*Excerpt provided:*

Other Amazon EC2 options

In addition to the serverless choice, EMR on EKS can operate on all types of EKS clusters. For example, Amazon EKS managed node groups with Amazon Elastic Compute Cloud (Amazon EC2) On-Demand and Spot Instances.

Previously, we mentioned placing a Spark driver pod on an On-Demand Instance to reduce interruption risk. To further improve your cluster stability, it’s important to understand the Kubernetes high availability and restart policy features. These allow for exciting new possibilities, not only in computational multi-tenancy, but also in the ability of application self-recovery, for example relaunching a Spark driver on Spot or On-Demand instances. For more information and an example, see the GitHub repo.

As of this writing, our test result shows that a Spark driver can’t restart on failure with the EMR on EKS deployment type. So be mindful when designing a Spark application with the minimum downtime need, especially for a time-critical job. We recommend the following:

Diversify your Spot requests – Similar to Amazon EMR’s instance fleet, EMR on EKS allows you to deploy a single application across multiple instance types to further enhance availability. With Amazon EC2 Spot best practices, such as capacity rebalancing, you can diversify the Spot request across multiple instance types within each Availability Zone. It limits the impact of Spot interruptions on your workload, if a Spot Instance is reclaimed by Amazon EC2. For more details, see Running cost optimized Spark workloads on Kubernetes using EC2 Spot Instances.
Increase resilience – Repeatedly restarting a Spark application compromises your application performance or the length of your jobs, especially for time-sensitive data processes. We recommend the following best practice to increase your application resilience:
- Ensure your job is stateless so that it can self-recover without waiting for a dependency.
- If a checkpoint is required, for example in a stateful Spark streaming ETL, make sure your checkpoint storage is decoupled from the Amazon EKS compute resource, which can be detached and attached to your Kubernetes cluster via the persistent volume claims (PVCs), or simply use S3 Cloud Storage.
- Run the Spark driver on the On-Demand Instance defined by a pod template. It adds an extra layer of resiliency to your Spark application with EMR on EKS.

Security

EMR on EKS inherits the fine-grained security feature IAM roles for service accounts, (IRSA), offered by Amazon EKS. This means your data access control is no longer at the compute instance level, instead it’s granular at the container or pod level and controlled by an IAM role. The token-based authentication approach allows us to use one of the AWS default credential providers WebIdentityTokenCredentialsProvider to exchange the Kubernetes-issued token for IAM role credentials. It makes sure our applications deployed with EMR on EKS can communicate to other AWS services in a secure and private channel, without the need to store a long-lived AWS credential pair as a Kubernetes secret.

(Region segmentation data)
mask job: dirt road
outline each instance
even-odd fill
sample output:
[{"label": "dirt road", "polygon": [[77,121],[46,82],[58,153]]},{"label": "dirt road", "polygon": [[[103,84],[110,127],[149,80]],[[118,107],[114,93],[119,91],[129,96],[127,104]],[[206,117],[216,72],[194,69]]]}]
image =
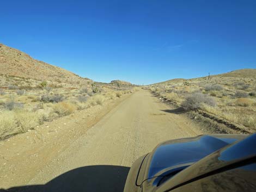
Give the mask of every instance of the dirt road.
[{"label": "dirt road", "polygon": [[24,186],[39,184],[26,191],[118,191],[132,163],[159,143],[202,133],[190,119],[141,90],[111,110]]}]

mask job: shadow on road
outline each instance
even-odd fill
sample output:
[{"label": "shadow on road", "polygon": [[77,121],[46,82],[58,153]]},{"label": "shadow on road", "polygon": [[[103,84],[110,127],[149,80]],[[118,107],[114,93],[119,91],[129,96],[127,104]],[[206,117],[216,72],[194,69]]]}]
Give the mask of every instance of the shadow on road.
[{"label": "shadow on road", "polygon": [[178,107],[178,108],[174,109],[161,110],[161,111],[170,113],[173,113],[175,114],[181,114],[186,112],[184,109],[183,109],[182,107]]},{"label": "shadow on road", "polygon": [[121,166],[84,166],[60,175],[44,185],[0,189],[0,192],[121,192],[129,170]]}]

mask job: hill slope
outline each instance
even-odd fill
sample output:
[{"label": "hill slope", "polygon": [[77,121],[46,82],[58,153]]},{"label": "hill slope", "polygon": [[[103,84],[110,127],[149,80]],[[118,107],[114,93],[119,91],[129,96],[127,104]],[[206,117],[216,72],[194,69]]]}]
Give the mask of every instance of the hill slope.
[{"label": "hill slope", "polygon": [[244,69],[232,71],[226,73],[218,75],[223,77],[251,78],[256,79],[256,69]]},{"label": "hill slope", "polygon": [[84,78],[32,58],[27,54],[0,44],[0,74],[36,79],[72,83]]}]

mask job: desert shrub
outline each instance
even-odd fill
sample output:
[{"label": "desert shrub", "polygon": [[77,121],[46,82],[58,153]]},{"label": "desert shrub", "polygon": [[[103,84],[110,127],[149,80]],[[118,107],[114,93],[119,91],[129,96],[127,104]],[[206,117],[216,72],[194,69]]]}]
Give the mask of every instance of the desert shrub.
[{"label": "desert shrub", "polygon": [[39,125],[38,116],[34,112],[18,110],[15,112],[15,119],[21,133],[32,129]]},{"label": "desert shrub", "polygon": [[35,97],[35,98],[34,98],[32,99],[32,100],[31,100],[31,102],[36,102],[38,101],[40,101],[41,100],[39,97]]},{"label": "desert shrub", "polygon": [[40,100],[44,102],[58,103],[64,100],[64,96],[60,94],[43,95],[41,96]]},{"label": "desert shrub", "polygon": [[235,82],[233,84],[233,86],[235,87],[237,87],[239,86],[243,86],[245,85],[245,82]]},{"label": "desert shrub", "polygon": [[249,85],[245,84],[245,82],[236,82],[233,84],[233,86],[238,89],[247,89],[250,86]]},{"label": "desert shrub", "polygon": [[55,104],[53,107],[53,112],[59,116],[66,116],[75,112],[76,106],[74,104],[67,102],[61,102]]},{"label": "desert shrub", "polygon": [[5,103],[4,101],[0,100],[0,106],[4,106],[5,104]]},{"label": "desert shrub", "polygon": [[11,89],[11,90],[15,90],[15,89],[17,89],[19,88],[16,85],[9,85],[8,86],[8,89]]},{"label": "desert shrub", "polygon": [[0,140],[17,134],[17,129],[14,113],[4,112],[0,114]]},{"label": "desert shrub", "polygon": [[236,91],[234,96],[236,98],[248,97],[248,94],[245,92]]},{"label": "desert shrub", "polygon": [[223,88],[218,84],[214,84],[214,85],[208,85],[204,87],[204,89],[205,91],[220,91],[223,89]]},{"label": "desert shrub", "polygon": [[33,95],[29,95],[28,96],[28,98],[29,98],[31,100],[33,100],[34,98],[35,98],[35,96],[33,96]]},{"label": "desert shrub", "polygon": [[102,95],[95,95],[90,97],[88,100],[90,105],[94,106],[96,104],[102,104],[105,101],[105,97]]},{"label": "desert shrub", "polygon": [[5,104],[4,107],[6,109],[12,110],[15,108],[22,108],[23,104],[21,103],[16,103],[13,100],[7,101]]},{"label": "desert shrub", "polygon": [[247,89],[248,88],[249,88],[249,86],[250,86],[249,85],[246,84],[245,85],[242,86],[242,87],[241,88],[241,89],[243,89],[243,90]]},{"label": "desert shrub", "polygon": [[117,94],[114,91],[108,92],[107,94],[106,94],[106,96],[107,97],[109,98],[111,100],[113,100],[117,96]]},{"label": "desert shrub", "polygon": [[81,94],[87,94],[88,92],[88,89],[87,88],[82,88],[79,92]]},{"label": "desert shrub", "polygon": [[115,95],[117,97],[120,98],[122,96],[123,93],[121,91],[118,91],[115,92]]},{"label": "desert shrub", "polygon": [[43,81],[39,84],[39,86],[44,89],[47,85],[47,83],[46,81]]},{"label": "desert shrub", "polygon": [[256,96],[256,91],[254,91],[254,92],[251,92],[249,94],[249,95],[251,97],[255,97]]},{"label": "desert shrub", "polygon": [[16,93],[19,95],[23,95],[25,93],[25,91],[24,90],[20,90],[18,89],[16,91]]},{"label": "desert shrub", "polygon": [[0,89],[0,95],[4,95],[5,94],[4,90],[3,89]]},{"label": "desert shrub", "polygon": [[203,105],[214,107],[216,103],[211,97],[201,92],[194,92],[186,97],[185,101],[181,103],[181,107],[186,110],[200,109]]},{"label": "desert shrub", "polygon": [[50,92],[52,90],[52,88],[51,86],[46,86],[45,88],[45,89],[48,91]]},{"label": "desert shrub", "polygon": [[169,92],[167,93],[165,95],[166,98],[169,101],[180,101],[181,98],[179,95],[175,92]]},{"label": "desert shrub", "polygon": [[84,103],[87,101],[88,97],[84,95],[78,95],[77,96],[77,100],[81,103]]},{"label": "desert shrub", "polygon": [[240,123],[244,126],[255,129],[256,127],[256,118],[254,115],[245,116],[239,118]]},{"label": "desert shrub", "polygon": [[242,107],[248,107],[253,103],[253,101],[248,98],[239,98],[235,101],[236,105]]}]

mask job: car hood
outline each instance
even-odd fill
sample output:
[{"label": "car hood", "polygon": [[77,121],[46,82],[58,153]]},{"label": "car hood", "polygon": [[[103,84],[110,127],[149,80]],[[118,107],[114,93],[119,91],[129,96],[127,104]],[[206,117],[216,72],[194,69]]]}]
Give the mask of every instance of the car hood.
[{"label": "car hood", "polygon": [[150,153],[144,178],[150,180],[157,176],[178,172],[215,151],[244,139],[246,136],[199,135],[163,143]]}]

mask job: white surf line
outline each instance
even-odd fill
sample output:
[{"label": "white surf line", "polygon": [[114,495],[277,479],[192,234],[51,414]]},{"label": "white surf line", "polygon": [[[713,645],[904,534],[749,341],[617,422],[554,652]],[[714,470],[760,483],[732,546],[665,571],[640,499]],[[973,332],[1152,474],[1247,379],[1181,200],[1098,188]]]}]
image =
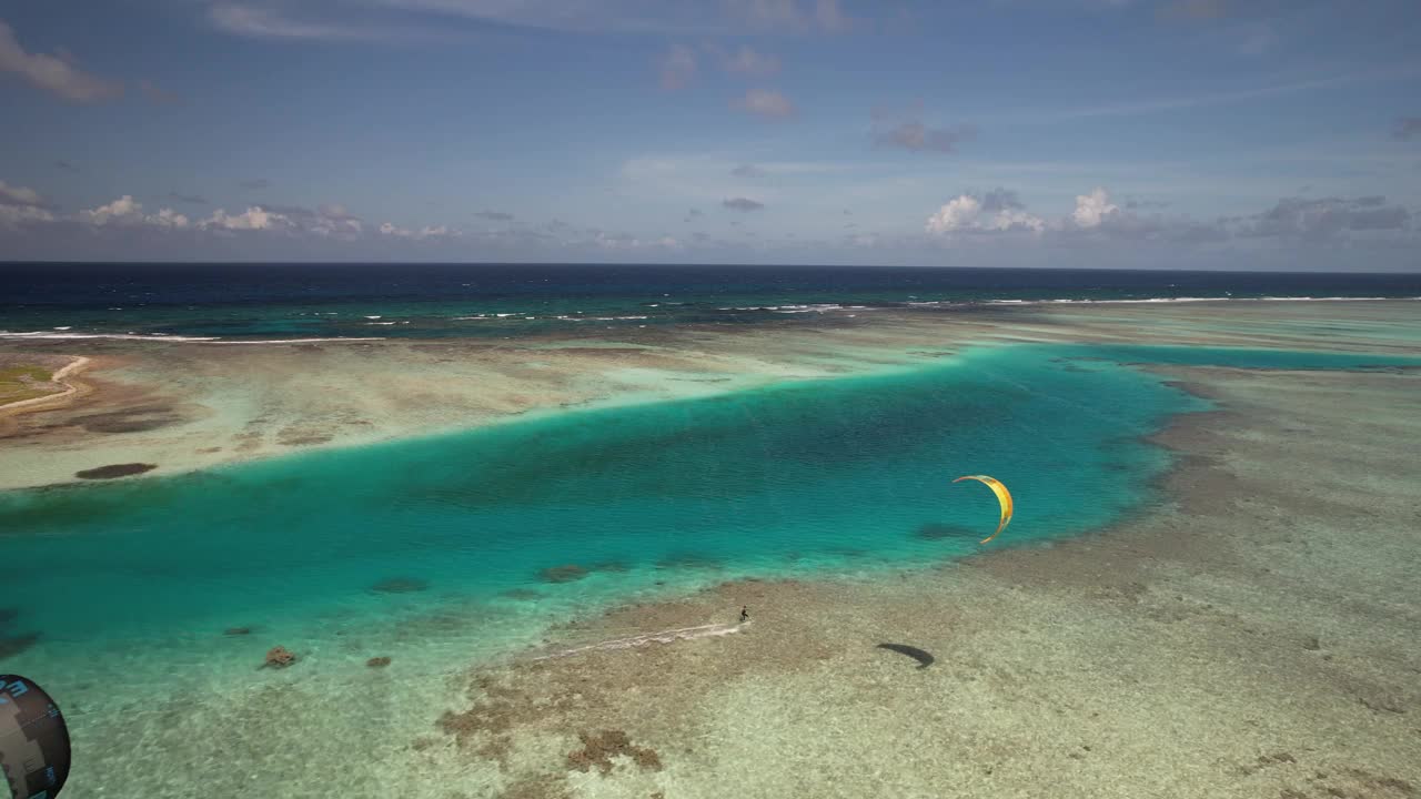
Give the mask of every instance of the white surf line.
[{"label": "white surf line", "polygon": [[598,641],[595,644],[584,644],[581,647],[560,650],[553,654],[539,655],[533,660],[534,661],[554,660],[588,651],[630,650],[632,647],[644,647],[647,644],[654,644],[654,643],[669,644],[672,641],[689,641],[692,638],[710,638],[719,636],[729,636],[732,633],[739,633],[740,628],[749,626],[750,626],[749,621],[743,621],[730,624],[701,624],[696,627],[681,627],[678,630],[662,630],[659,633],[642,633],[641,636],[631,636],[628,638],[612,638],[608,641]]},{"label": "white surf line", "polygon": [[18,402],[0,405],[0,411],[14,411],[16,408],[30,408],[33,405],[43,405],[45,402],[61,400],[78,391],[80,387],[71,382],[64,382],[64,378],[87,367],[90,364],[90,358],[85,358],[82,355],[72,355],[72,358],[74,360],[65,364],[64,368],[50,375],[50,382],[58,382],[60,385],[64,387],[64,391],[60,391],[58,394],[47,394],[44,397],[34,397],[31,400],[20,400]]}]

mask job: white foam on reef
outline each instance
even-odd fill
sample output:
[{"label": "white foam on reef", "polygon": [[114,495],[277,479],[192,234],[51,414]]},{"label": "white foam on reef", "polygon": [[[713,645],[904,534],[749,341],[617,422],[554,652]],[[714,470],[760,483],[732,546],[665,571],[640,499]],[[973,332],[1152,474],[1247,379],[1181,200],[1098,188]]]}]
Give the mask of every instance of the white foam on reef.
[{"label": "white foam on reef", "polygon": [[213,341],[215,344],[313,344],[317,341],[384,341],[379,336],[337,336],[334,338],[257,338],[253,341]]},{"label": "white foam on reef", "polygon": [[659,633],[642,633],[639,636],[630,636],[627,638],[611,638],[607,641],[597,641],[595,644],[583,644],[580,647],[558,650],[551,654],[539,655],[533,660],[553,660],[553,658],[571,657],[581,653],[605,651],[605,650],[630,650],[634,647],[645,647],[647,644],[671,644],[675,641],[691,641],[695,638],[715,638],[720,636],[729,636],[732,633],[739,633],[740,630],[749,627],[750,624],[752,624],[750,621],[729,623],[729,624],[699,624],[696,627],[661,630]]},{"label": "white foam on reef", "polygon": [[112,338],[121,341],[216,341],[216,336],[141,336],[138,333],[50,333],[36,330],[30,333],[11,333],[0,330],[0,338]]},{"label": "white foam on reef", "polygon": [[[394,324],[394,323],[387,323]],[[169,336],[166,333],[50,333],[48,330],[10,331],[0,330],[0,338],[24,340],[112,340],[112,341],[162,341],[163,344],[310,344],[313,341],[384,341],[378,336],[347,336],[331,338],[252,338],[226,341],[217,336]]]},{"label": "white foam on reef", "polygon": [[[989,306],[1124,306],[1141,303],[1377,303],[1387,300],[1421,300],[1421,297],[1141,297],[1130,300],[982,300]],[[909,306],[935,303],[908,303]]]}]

*Requirement 1:* In the excerpt on EMR on EKS, which AWS default credential provider swaps the Kubernetes-issued token for IAM role credentials?
*Requirement 2:* Decide whether each statement agrees with the excerpt on EMR on EKS, answering yes or no and quoting the deciding words: (a) Testing showed that a Spark driver can restart on failure with the EMR on EKS deployment type. (b) EMR on EKS can run on every type of EKS cluster. (c) Under IRSA, data access control is set at the compute instance level.
*Requirement 3:* Duplicate the stretch of the excerpt on EMR on EKS from "- Run the Spark" through "a Kubernetes secret.".

*Exercise result 1:* WebIdentityTokenCredentialsProvider

*Exercise result 2:*
(a) No: "a Spark driver can’t restart on failure with the EMR on EKS deployment type"
(b) Yes: "EMR on EKS can operate on all types of EKS clusters"
(c) No: "your data access control is no longer at the compute instance level"

*Exercise result 3:*
- Run the Spark driver on the On-Demand Instance defined by a pod template. It adds an extra layer of resiliency to your Spark application with EMR on EKS.

Security

EMR on EKS inherits the fine-grained security feature IAM roles for service accounts, (IRSA), offered by Amazon EKS. This means your data access control is no longer at the compute instance level, instead it’s granular at the container or pod level and controlled by an IAM role. The token-based authentication approach allows us to use one of the AWS default credential providers WebIdentityTokenCredentialsProvider to exchange the Kubernetes-issued token for IAM role credentials. It makes sure our applications deployed with EMR on EKS can communicate to other AWS services in a secure and private channel, without the need to store a long-lived AWS credential pair as a Kubernetes secret.